▸ **Exercise brief**
Rewrite the material from its first line through the line containing "[200,61,210,72]", inclusive, as a numbered list that leaves out blank lines.

(Box-labeled dataset extracts)
————
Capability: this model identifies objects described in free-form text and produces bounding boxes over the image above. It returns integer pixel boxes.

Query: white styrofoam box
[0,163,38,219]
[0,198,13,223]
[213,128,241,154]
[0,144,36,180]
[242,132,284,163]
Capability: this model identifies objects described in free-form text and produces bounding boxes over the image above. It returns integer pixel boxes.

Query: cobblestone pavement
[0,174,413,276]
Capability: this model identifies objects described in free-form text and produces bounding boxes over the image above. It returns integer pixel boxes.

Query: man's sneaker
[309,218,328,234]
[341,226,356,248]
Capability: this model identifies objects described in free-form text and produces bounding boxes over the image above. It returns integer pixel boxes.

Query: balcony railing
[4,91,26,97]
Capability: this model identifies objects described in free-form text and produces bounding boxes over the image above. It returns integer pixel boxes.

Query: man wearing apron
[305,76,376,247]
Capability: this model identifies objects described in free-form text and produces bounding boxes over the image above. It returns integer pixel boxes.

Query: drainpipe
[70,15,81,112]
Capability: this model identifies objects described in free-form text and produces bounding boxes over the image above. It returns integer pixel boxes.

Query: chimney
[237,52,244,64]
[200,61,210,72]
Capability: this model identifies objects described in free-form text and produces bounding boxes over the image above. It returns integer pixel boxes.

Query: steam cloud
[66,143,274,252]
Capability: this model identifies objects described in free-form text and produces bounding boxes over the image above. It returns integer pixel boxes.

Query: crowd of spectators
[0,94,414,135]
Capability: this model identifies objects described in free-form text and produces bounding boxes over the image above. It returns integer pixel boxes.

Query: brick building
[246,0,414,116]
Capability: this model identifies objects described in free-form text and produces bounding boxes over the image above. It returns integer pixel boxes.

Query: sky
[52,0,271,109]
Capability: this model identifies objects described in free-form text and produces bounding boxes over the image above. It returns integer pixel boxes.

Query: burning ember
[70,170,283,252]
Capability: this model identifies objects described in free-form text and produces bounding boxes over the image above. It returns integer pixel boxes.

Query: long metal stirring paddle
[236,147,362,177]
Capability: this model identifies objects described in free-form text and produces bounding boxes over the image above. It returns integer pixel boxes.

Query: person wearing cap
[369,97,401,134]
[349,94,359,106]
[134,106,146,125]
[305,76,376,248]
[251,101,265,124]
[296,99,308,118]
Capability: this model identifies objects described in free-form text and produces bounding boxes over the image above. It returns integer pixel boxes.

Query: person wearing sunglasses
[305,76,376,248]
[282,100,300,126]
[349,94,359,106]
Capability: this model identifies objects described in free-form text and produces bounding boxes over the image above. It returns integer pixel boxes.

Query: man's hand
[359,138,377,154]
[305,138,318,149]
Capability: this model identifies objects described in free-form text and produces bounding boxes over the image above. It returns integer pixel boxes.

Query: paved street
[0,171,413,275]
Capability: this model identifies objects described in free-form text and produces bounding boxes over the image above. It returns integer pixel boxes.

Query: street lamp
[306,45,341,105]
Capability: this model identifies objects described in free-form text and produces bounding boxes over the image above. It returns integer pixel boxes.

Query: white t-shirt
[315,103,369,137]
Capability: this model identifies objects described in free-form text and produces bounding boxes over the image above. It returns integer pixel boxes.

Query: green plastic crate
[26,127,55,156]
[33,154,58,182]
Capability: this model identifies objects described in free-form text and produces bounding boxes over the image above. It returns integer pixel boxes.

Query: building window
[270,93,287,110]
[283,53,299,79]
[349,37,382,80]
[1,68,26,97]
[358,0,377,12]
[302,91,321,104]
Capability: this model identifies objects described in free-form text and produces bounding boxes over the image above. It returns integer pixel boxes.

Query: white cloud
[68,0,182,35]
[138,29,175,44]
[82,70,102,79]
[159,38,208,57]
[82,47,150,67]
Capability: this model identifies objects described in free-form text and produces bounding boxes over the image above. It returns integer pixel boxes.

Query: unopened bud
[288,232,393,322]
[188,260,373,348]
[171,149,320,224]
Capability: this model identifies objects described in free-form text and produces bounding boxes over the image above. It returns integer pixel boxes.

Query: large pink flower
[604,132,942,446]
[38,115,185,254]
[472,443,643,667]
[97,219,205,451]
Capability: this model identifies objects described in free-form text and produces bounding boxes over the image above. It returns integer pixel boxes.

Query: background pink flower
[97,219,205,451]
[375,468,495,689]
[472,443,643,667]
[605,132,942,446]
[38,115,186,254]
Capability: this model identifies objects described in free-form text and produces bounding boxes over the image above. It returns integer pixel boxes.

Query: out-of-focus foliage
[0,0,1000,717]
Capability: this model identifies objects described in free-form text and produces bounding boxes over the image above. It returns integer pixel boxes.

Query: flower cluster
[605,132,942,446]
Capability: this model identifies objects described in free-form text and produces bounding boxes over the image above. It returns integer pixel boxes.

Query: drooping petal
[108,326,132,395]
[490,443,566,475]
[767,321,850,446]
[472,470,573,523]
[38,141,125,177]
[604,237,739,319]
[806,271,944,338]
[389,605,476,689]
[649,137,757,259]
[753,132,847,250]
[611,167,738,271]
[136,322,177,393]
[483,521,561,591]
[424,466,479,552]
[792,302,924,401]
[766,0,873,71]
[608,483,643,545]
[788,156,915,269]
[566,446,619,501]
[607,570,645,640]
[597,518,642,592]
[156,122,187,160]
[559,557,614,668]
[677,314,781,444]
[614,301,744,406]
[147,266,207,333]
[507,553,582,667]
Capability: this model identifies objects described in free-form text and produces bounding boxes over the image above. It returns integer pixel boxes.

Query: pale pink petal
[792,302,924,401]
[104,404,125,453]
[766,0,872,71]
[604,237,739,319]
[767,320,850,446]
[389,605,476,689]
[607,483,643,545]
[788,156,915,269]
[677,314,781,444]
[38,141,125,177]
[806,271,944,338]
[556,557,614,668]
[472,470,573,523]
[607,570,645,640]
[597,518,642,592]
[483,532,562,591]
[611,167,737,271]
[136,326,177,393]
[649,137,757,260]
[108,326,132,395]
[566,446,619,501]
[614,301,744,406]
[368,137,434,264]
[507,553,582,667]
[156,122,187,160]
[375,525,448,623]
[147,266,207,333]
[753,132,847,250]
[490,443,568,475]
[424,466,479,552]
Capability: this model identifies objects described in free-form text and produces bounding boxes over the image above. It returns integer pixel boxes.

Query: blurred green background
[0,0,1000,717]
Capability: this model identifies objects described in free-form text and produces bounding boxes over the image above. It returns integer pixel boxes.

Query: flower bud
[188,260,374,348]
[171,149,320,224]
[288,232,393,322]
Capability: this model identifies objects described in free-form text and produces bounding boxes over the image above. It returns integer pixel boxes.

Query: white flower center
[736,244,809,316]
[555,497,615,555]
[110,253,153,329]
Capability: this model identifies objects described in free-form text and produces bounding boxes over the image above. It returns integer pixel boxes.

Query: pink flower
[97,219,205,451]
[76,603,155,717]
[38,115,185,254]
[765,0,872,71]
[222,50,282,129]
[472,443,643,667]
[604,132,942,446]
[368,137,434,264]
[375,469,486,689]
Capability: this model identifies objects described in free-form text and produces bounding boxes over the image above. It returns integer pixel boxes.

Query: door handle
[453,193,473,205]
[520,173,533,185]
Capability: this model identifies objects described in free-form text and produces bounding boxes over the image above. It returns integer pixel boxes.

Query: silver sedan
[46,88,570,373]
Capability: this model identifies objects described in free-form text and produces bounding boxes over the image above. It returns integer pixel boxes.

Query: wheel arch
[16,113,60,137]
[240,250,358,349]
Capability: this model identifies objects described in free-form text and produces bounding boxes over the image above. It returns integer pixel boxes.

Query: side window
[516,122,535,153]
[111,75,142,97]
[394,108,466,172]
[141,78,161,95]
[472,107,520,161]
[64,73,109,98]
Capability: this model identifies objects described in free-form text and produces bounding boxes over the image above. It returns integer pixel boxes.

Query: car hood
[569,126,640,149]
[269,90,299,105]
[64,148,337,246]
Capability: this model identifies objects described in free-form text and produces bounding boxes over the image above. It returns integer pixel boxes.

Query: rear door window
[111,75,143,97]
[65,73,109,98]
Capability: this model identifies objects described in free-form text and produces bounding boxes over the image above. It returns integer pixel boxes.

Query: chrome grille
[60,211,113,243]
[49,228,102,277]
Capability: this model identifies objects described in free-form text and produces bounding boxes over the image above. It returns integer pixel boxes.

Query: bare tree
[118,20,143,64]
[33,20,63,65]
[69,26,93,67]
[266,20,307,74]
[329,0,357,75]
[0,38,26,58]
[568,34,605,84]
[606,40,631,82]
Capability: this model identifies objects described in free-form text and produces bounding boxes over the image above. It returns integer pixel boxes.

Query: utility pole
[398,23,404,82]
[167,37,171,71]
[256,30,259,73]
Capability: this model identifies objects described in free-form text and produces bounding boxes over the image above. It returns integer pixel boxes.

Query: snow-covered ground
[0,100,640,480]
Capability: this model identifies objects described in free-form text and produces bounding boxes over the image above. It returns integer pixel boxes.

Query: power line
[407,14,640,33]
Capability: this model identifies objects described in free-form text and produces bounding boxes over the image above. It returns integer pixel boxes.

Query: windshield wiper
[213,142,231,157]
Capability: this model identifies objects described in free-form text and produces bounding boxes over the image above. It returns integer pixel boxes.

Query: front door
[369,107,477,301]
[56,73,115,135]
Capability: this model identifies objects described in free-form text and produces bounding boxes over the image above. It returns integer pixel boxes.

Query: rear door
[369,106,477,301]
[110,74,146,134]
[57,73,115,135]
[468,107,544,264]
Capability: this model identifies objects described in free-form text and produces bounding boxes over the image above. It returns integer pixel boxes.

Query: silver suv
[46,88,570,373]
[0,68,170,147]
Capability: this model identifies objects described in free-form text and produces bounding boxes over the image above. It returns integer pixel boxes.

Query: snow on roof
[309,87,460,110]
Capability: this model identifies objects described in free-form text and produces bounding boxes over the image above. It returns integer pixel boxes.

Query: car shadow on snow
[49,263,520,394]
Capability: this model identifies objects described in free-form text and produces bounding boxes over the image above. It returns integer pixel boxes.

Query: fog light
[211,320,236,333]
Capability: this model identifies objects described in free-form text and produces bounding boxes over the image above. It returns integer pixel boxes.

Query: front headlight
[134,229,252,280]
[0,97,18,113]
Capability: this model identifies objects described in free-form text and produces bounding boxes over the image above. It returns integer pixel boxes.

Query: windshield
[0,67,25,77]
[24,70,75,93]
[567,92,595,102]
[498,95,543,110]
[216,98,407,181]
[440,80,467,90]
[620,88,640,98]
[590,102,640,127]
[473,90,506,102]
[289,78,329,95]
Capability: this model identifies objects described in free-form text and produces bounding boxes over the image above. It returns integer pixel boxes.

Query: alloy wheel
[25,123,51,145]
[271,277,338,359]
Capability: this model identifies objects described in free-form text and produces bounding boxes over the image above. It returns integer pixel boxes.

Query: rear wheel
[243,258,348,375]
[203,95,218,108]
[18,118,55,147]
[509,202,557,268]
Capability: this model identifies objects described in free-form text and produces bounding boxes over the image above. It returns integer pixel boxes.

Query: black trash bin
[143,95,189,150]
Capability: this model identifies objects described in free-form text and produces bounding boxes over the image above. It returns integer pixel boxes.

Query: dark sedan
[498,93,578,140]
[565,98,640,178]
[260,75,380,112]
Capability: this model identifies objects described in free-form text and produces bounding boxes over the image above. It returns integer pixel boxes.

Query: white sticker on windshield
————
▸ **The solution**
1. Capability: this model identifies objects described in free-form text and produces bounding boxes over the image above. It returns integer pixel boxes.
2. Query: white styrofoam box
3. [0,163,38,219]
4. [0,198,13,223]
5. [213,128,241,154]
6. [0,144,36,180]
7. [242,132,284,163]
8. Capability: this model identifies objects described in free-form text and produces bounding boxes over the image above. It returns integer pixel boxes.
9. Query: cobblestone pavement
10. [0,174,413,276]
11. Capability: this model identifies objects described in free-form text and produces bounding boxes over the image above. It returns integer pixel boxes.
12. Query: man's sneaker
13. [309,218,328,234]
14. [341,226,356,248]
15. Capability: this model identifies objects described in free-form text and produces bounding boxes over the image above. It returns integer pixel boxes.
16. Query: balcony railing
17. [4,91,26,97]
18. Capability: this model identifies objects described in free-form text and produces bounding boxes over the image above. It returns integer pixel boxes.
19. Query: man wearing apron
20. [305,76,376,247]
21. Capability: this model identifies objects described in free-form text and produces bounding boxes over the image above. It returns integer pixel boxes.
22. Query: drainpipe
23. [70,15,81,112]
24. Capability: this model identifies objects described in free-form text and produces bounding boxes over the image above. It returns integer pixel boxes.
25. Query: chimney
26. [237,52,244,64]
27. [200,61,210,72]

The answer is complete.